* EXTRAIT CHOISI:

Depuis le 28 avril, la Colombie est secouée par d’importantes manifestations populaires, violemment réprimées, liées à une réforme fiscale. L’occasion de revenir sur 30 ans de politiques néolibérales.
La Colombie s’est embrasée, le 28 avril dernier, contre une réforme fiscale augmentant les impôts sur de nombreux produits de base. Les manifestations, qui réunissent de nombreux manifestants, sont violemment réprimées par les forces de l’ordre : plus de 40 manifestants y ont perdu la vie. En première ligne se trouve la jeunesse, principale victime de 30 ans de politiques néolibérales.
Le réseau de santé des femmes d’Amérique latine et des Caraïbes (de l’espagnol Red de Salud de las Mujeres Latinoamericanas y del Caribe, RSMLC), créé en 1984 et qui regroupe près de 900 organisations locales dans toute la région, aide à la mise en place locale de projets pour aider les femmes. Fondé à une époque où l’Amérique du Sud était en proie aux dictatures, ses membres parlaient déjà d’avortement, de libertés sexuelles, et de droit à la contraception, entre autres. L’organisme n’intervient pas directement sur le terrain : son rôle est d’aider les organisations nationales à mettre en place des actions pour améliorer la vie et la santé des femmes.

* DONNÉES ENREGISTRÉES:
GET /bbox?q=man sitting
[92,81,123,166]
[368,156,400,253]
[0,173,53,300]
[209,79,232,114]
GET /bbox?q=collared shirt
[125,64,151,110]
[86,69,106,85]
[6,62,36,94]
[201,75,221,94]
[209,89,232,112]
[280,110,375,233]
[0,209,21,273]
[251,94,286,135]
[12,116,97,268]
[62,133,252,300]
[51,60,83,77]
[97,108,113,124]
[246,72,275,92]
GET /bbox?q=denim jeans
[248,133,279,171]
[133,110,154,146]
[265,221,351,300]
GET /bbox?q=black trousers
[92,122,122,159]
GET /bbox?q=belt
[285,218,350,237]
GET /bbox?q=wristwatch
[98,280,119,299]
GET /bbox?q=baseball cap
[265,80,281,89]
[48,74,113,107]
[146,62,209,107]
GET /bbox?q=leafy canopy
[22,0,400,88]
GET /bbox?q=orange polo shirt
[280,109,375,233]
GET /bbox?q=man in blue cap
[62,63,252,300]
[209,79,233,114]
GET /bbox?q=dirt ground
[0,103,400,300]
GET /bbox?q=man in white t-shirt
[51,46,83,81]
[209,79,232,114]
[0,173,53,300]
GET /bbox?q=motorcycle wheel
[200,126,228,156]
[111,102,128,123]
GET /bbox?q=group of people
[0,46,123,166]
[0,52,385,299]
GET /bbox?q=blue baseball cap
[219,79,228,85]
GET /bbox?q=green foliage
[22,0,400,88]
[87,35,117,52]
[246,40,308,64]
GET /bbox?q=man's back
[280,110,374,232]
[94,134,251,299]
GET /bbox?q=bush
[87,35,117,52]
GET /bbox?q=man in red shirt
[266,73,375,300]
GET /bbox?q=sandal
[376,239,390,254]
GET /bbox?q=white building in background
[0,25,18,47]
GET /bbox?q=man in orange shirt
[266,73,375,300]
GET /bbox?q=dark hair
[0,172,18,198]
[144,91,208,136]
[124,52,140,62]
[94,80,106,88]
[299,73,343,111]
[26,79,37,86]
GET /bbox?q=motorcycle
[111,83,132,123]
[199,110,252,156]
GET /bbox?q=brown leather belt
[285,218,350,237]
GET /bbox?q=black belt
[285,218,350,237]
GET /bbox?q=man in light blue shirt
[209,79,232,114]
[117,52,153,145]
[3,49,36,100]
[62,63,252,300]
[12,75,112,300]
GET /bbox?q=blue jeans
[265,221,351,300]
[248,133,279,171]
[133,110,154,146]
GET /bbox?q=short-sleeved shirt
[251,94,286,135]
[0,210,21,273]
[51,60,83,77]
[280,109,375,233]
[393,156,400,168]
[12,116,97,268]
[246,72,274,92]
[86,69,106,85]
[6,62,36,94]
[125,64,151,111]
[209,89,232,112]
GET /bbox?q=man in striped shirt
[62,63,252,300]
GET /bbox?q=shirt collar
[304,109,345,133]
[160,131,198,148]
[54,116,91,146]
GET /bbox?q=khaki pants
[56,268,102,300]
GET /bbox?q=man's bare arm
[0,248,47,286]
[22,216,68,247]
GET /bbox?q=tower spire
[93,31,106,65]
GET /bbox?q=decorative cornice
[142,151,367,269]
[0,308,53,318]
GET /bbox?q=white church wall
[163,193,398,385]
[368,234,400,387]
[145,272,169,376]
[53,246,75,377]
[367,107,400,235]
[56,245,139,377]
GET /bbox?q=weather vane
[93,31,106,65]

* * *

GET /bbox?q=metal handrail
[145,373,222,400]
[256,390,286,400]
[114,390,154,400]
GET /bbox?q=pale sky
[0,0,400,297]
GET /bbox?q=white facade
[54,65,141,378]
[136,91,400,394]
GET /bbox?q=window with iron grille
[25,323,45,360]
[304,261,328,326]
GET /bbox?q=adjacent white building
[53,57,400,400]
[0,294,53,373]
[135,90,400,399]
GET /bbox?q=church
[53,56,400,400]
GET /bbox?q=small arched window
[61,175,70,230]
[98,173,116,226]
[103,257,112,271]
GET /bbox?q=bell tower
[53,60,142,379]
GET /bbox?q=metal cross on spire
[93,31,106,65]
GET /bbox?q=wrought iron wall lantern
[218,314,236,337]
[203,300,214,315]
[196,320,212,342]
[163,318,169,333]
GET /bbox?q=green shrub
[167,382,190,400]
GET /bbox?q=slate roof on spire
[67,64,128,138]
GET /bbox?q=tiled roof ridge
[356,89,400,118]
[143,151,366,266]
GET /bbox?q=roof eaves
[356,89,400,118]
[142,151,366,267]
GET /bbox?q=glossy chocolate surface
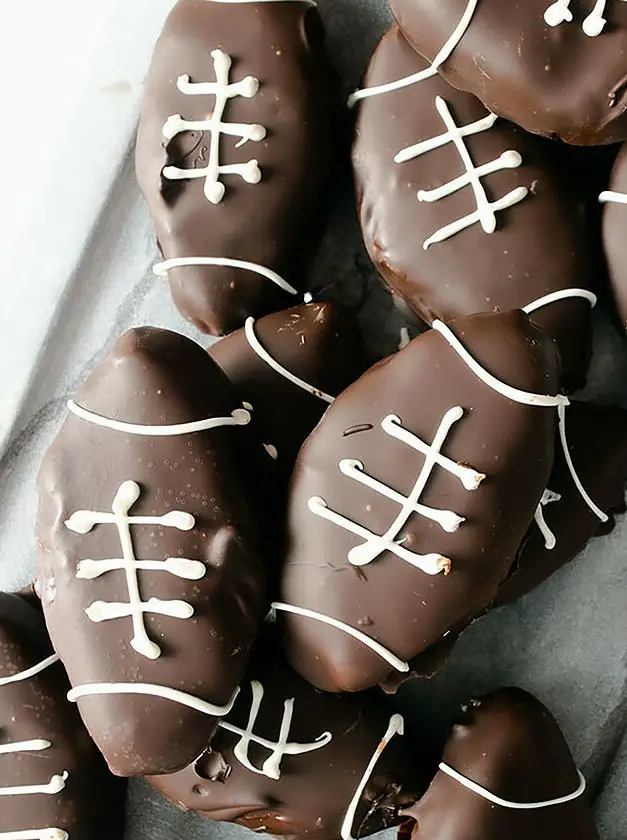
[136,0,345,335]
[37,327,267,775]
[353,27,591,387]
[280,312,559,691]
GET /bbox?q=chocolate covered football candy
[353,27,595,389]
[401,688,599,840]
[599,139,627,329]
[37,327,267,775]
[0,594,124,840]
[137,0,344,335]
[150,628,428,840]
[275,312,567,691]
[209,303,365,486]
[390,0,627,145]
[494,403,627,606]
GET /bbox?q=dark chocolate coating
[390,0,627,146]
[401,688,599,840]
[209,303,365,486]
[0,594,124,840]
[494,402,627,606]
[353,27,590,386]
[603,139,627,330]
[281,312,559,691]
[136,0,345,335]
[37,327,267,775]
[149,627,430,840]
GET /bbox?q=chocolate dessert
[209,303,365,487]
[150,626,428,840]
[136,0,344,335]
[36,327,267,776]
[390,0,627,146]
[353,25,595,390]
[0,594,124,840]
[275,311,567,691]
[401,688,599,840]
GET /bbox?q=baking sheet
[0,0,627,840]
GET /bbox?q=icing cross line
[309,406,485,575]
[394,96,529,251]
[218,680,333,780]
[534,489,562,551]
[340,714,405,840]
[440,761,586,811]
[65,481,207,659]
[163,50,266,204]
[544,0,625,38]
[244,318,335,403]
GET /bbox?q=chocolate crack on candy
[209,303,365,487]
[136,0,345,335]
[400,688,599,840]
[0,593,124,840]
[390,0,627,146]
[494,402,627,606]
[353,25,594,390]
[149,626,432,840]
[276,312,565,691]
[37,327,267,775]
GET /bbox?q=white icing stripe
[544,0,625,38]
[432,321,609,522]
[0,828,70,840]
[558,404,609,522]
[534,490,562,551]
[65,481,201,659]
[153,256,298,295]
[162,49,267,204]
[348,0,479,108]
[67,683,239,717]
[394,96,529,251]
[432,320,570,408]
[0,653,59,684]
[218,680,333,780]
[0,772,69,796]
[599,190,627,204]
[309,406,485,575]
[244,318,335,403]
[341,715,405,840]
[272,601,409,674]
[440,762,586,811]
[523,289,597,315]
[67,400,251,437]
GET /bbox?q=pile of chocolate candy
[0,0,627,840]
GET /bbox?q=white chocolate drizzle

* À FAIRE:
1 – D'après l'extrait choisi, en quelle année le réseau de santé des femmes d'Amérique latine et des Caraïbes a-t-il été créé ?
2 – Mettez à jour l'extrait choisi en réécrivant la partie qui s'ouvre sur les mots contenant « Depuis le 28 » et se clôt sur « sur 30 ans de politiques néolibérales. », avec « réforme fiscale » remplacé par « réforme des retraites ».

* RÉPONSES DONNÉES:
1 – En 1984.

2 –
Depuis le 28 avril, la Colombie est secouée par d’importantes manifestations populaires, violemment réprimées, liées à une réforme des retraites. L’occasion de revenir sur 30 ans de politiques néolibérales.